GOAL OF THE EXERCISE:
Rescale the listing between the lines holding "Identify the green tree" and "Target: grass", inclusive, and write out every one of those lines, requests included. Multiply each answer point's coordinates by 1.25 and round to whole numbers, halves up, leaving the sample points in the requests unchanged.

THE RECORDS:
►

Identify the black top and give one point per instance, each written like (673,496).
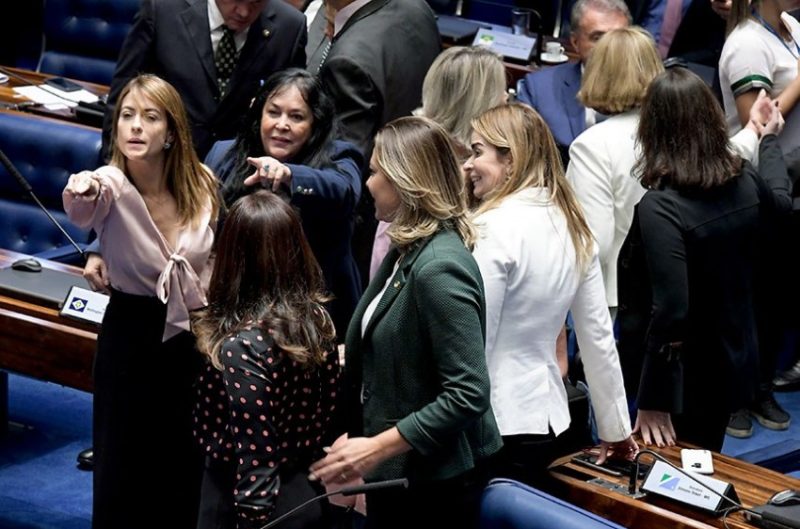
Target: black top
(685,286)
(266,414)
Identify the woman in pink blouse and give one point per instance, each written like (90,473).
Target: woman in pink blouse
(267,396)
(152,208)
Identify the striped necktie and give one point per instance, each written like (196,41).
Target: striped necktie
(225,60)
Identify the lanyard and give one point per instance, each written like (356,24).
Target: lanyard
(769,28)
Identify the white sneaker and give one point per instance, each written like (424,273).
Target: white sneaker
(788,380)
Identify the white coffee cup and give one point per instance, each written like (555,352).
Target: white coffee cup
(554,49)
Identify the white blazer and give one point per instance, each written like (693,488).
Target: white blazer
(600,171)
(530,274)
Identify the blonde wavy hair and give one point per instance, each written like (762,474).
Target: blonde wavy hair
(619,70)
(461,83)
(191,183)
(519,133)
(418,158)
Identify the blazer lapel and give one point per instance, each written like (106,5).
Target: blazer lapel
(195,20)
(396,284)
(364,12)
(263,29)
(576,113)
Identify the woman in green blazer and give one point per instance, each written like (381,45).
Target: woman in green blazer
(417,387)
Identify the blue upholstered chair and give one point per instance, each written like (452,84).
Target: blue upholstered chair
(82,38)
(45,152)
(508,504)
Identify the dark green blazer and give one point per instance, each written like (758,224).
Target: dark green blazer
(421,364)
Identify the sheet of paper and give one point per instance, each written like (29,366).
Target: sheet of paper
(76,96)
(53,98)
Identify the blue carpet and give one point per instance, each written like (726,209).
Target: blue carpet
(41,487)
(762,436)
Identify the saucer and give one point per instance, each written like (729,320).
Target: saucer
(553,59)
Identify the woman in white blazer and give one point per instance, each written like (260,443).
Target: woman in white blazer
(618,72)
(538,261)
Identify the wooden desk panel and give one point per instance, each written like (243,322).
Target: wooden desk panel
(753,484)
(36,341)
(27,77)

◄
►

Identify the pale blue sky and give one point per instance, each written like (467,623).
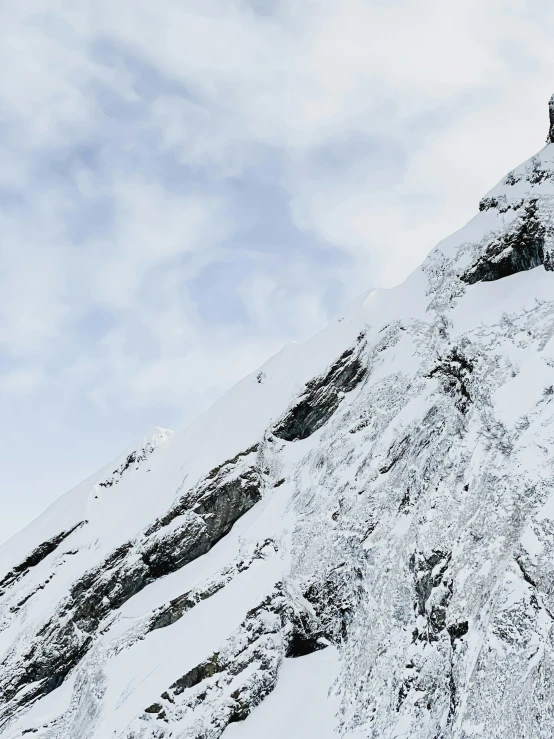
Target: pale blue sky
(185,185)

◄
►

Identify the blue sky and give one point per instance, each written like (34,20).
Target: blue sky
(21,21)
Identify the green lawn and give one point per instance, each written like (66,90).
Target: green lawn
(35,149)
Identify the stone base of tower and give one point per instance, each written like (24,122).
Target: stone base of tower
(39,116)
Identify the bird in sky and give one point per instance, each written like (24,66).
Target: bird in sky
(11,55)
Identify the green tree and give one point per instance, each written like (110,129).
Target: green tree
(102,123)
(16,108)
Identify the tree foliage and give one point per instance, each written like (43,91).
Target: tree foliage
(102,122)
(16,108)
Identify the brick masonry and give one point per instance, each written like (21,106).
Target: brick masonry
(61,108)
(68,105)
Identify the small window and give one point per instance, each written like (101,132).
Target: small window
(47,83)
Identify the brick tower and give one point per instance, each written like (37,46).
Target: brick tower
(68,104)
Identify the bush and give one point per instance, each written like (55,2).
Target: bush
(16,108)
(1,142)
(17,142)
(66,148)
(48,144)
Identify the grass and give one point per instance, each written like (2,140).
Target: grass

◄

THE ANSWER:
Identify the green tree and give one point per instance, each written like (110,129).
Target: green tree
(128,154)
(20,135)
Identify the tree foliage and give one point per instance, each written like (43,91).
Target: tree foliage
(128,153)
(20,135)
Identify the brick masonry and give one point per instance, each written like (21,106).
Target: brick masonry
(76,135)
(85,131)
Identify the small window and give one point per instance, each written like (101,132).
Target: small window
(59,104)
Identify the brick tower and give one point per instance, each written like (37,46).
Target: brick tower
(85,130)
Identify the bush and give one point per instance, each written like (55,2).
Target: bush
(20,135)
(1,178)
(21,178)
(83,185)
(60,180)
Identify the grass and give one point per instance, each written like (2,140).
Target: grass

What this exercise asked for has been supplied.